● **Problema 1**: Según el extracto de página, ¿qué título tiene el poemario de Johanna Goede que se pone en circulación en la Sociedad Cultural Renovación?
● **Problema 2**: Modifica el pasaje del extracto de página que va desde "CHIQUI VICIOSO" hasta "nuestra civilización insular.", ambos incluidos, sustituyendo "molinos de viento" por "gigantes".

● **Extracto de página**:
::::

Johanna Goede

Johanna Goede

CHIQUI VICIOSO
Algo sucede, cuando momentáneamente abandonamos la lucha contra los molinos de viento del metro y la isla artificial; del Conde y sus escaparates de escondida miseria, la del alma y la de pequeños comerciantes luchando por la sobrevivencia; algo sucede, cuando se atraviesa Santiago y una se adentra en los despojos de las viejas plantaciones tabaqueras de Villa González, y en los hermosos cañaverales que anteceden Puerto Plata. Algo sucede, cuando inmersa en la verde euforia de las montañas una desemboca en un gigantesco basurero que algún oculto enemigo de Puerto Plata ha hecho colocar al borde de su entrada, y en medio de la escena dantesca una señora negra, totalmente vestida de blanco, le gesticula a un grupo de niños y niñas buzos que hurgan entre las humaredas los despojos de nuestra civilización insular.

Algo sucede, cuando por fin arribamos a la Sociedad Cultural Renovación, a poner en circulación el último poemario de Johanna Goede, esta vez un libro de Haikus (poemas con la estructura japonesa de tres versos de cinco, siete y cinco silabas): El Rosa de la Rosa, y nos recibe un pequeño teatrino de dos niveles, con un balcón de hierro forjado, un escenario semicircular con un bellísimo piano, y encima un jarrón de rosas rosadas, pétalos en el piso y al lado docenas de rosas rosadas esparcidas por el suelo.

::::

● **Datos proporcionados**:

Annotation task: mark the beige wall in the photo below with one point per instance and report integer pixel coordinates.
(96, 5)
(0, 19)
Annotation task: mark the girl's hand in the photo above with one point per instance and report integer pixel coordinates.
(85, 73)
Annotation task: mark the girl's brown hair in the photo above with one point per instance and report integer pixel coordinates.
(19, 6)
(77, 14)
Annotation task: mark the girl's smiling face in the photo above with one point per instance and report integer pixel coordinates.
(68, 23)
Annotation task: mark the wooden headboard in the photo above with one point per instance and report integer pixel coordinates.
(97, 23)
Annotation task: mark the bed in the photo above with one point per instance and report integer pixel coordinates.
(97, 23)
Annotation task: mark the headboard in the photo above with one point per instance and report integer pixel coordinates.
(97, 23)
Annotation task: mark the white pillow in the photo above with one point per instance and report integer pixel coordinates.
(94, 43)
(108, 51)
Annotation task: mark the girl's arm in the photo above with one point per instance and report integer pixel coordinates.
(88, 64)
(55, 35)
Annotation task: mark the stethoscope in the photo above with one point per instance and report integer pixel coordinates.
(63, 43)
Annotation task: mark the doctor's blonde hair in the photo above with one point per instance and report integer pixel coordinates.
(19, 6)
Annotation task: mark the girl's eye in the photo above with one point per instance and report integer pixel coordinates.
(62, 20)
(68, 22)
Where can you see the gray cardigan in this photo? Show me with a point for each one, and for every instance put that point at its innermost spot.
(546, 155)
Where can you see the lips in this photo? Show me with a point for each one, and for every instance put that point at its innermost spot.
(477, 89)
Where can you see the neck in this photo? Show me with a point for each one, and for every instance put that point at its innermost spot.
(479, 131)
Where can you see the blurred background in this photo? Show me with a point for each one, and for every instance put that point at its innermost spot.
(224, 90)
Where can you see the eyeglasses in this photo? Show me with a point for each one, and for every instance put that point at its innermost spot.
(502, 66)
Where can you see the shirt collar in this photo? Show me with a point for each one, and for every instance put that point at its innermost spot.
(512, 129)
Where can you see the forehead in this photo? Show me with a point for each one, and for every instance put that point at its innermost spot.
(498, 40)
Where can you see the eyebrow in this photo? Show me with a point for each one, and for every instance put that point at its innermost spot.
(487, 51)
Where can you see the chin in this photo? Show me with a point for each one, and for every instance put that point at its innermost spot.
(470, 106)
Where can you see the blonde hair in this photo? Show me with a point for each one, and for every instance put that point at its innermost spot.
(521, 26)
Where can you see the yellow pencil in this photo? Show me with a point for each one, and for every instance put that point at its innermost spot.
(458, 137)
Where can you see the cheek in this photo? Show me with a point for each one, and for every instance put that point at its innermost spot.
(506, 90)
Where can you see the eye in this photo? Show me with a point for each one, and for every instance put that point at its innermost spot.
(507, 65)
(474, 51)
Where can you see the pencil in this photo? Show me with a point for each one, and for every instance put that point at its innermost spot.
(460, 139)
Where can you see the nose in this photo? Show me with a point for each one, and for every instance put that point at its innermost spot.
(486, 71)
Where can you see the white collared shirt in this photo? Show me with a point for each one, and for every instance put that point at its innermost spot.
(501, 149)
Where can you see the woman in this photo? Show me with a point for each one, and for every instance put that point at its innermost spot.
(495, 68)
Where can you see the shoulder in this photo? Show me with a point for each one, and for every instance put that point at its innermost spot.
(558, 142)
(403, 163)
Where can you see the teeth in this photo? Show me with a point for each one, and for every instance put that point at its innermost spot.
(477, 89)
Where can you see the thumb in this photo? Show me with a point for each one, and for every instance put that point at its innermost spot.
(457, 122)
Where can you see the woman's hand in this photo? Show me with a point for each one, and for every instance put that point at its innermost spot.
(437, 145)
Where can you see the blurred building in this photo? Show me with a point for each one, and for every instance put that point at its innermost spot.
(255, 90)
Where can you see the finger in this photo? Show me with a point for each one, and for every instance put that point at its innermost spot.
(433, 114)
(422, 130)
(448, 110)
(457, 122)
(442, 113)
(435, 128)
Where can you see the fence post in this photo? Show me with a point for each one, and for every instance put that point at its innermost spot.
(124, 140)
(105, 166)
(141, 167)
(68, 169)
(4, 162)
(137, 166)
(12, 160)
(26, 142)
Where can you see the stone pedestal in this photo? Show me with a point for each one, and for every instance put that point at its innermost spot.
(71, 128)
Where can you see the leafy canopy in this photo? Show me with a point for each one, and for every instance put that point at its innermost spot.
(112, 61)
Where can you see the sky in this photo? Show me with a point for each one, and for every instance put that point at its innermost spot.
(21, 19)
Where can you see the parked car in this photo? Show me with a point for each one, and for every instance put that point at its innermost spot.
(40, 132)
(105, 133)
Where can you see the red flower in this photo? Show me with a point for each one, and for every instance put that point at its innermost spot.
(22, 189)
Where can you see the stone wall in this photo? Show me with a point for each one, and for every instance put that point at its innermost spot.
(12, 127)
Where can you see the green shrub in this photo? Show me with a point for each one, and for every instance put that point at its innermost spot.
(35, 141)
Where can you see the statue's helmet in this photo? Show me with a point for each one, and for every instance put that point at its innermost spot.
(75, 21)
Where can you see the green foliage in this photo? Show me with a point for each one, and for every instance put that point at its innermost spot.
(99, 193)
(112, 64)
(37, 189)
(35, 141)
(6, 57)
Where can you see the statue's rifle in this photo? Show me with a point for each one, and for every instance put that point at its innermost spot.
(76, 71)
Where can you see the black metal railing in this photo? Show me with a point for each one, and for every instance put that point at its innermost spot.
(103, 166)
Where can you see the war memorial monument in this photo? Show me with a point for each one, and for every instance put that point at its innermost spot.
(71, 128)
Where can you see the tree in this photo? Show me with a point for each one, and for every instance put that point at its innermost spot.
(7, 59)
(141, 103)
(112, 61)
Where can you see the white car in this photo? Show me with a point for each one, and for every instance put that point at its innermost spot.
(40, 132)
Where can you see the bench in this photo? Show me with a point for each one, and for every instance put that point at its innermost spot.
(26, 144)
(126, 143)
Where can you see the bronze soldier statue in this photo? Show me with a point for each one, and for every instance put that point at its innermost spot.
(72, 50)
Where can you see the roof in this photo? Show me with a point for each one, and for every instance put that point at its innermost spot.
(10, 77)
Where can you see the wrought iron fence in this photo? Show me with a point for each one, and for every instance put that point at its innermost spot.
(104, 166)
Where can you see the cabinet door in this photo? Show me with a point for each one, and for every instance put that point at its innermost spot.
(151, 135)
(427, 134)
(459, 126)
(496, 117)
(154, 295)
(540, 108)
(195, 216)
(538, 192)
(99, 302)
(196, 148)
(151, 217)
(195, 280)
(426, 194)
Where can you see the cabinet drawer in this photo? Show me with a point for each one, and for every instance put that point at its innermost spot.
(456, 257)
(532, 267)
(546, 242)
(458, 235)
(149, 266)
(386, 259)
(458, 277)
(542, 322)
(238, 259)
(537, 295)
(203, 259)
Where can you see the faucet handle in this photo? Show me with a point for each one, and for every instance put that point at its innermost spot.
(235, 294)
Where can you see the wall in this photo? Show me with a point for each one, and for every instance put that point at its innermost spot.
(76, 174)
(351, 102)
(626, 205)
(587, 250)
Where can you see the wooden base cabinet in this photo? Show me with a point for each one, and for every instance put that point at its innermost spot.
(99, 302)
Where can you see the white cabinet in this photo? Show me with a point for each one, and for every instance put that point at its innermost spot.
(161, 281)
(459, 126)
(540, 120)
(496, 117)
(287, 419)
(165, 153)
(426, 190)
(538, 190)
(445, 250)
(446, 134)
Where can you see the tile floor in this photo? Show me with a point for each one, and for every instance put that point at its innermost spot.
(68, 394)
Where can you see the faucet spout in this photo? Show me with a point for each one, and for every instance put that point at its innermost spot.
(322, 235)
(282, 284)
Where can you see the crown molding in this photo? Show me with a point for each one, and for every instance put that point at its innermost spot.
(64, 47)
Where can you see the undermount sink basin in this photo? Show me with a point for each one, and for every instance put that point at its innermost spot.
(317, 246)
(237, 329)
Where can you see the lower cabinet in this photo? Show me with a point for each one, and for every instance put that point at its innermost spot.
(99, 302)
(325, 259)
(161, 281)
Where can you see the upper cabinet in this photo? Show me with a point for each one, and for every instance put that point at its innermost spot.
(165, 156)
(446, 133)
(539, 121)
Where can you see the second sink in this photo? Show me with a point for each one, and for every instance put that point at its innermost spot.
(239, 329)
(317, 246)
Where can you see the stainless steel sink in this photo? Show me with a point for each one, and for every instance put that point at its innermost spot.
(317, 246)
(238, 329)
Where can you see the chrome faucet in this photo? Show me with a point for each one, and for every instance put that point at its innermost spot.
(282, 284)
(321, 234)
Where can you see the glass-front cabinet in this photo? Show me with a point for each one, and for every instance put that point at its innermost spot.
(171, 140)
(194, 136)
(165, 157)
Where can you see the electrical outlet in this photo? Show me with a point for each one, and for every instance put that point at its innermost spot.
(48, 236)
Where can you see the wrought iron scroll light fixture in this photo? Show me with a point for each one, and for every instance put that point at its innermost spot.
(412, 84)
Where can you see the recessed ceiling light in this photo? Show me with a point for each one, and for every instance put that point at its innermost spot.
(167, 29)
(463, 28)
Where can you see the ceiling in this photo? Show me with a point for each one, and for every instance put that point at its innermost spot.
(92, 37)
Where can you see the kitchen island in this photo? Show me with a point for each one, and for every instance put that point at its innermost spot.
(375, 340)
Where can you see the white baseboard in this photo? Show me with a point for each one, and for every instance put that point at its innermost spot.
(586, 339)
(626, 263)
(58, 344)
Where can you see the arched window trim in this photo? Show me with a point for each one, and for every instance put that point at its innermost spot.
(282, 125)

::::

● **Espacio de respuesta 1**: El Rosa de la Rosa.

● **Espacio de respuesta 2**:
CHIQUI VICIOSO
Algo sucede, cuando momentáneamente abandonamos la lucha contra los gigantes del metro y la isla artificial; del Conde y sus escaparates de escondida miseria, la del alma y la de pequeños comerciantes luchando por la sobrevivencia; algo sucede, cuando se atraviesa Santiago y una se adentra en los despojos de las viejas plantaciones tabaqueras de Villa González, y en los hermosos cañaverales que anteceden Puerto Plata. Algo sucede, cuando inmersa en la verde euforia de las montañas una desemboca en un gigantesco basurero que algún oculto enemigo de Puerto Plata ha hecho colocar al borde de su entrada, y en medio de la escena dantesca una señora negra, totalmente vestida de blanco, le gesticula a un grupo de niños y niñas buzos que hurgan entre las humaredas los despojos de nuestra civilización insular.